### OBIETTIVO INDICATO 1
Secondo l'estratto fornito, quale compagnia noleggiò il Fidelitas nel marzo 1942?
### OBIETTIVO INDICATO 2
Riformuli più brevemente il paragrafo dell'estratto fornito che comincia con «Fidelitas e Drepanum», conservandone i fatti principali.

### ESTRATTO FORNITO
+ + + + +

Seguì un anno e mezzo
di internamento nel porto di El Ferrol.
Ma non sarebbe durato
per tutto il conflitto: nel marzo 1942 il Fidelitas
venne noleggiato dalla compagnia tedesca Hansa di Brema e si decise di farlo
partire per Bordeaux, nella Francia atlantica occupata, sede di una base di
sommergibili italiani e già meta di numerosi violatori di blocco là giunti
dalla Spagna, dalle Canarie, dal Brasile e dal Giappone (17 in tutto, mentre altri 6 erano
andati perduti nel tentativo).
I trasferimenti erano
stati pianificati da Supermarina: le navi, trasferite a Bordeaux dai porti di
Paesi neutrali ma favorevoli o comunque benevoli all’Asse, venivano poi essere
poste alle dipendenze della Germania, mentre i loro carichi potevano essere
inviati in Italia.
Fidelitas e Drepanum (un altro
piroscafo italiano che compì anch’esso la traversata nel marzo 1942) furono le
ultime navi italiane a tentare di forzare il blocco per raggiungere la Francia,
a diversi mesi di distanza dalle altre (che avevano raggiunto Bordeaux tra il
febbraio e l’agosto del 1941).
Mentre il Fidelitas veniva sottoposto alle
riparazioni ed alla manutenzione necessaria a rimetterlo in grado di navigare
dopo un’immobilità tanto prolungata, dall’Italia venne inviato un nuovo
equipaggio che si aggiunse ai cinque uomini rimasti a bordo fin dal 1940.

+ + + + +

### MATERIALE
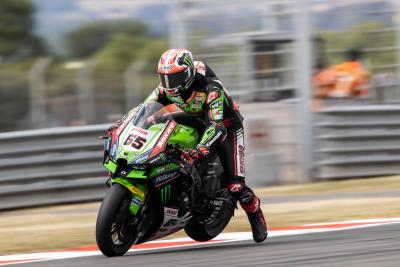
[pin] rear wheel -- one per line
(207, 231)
(115, 232)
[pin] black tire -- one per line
(113, 236)
(205, 232)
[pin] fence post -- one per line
(37, 93)
(86, 92)
(177, 27)
(397, 25)
(303, 78)
(133, 86)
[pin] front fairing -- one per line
(136, 139)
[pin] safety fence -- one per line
(357, 141)
(51, 166)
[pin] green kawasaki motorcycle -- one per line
(153, 192)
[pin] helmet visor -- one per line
(174, 80)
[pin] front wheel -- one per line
(114, 229)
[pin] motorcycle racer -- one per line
(195, 89)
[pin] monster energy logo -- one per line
(187, 61)
(165, 193)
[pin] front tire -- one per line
(114, 234)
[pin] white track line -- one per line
(187, 242)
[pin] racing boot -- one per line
(251, 205)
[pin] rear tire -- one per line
(114, 235)
(206, 232)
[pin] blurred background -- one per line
(81, 62)
(318, 81)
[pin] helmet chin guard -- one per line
(176, 71)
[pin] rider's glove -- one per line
(192, 156)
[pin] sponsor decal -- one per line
(163, 169)
(171, 212)
(165, 194)
(125, 123)
(136, 191)
(212, 96)
(166, 68)
(136, 201)
(239, 152)
(140, 131)
(235, 187)
(113, 150)
(217, 115)
(142, 158)
(216, 104)
(196, 106)
(241, 158)
(165, 178)
(209, 143)
(162, 141)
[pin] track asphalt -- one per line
(377, 245)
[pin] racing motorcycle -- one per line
(153, 192)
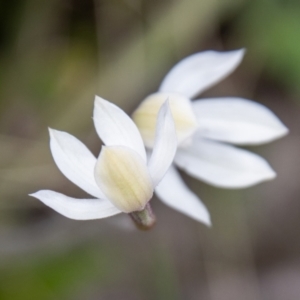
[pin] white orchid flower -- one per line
(204, 127)
(121, 179)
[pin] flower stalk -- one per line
(144, 219)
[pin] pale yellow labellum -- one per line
(123, 176)
(145, 116)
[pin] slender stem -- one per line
(144, 219)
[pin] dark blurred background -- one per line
(54, 57)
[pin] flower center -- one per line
(145, 116)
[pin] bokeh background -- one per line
(54, 57)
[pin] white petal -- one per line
(237, 120)
(115, 127)
(223, 165)
(77, 209)
(165, 145)
(123, 176)
(145, 116)
(198, 72)
(75, 161)
(174, 193)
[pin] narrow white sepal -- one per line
(75, 161)
(237, 120)
(223, 165)
(77, 209)
(165, 144)
(115, 127)
(200, 71)
(174, 193)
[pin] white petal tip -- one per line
(206, 222)
(100, 101)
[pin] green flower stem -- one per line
(144, 219)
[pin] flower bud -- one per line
(123, 177)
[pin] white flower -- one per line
(203, 125)
(120, 179)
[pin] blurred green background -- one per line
(54, 57)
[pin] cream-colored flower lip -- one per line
(124, 178)
(146, 114)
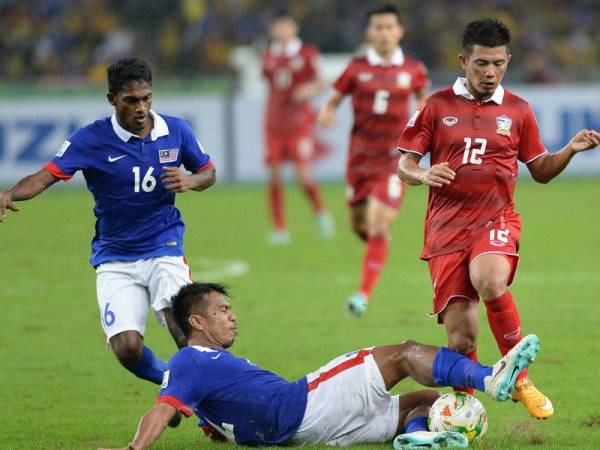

+ + + + +

### RISULTATO ATTESO 1
La compagnia tedesca Hansa di Brema.

### RISULTATO ATTESO 2
Nel marzo 1942 il Fidelitas e il Drepanum, un altro piroscafo italiano, furono le ultime navi italiane a tentare di forzare il blocco verso la Francia. Partirono mesi dopo le altre, che avevano raggiunto Bordeaux tra febbraio e agosto 1941.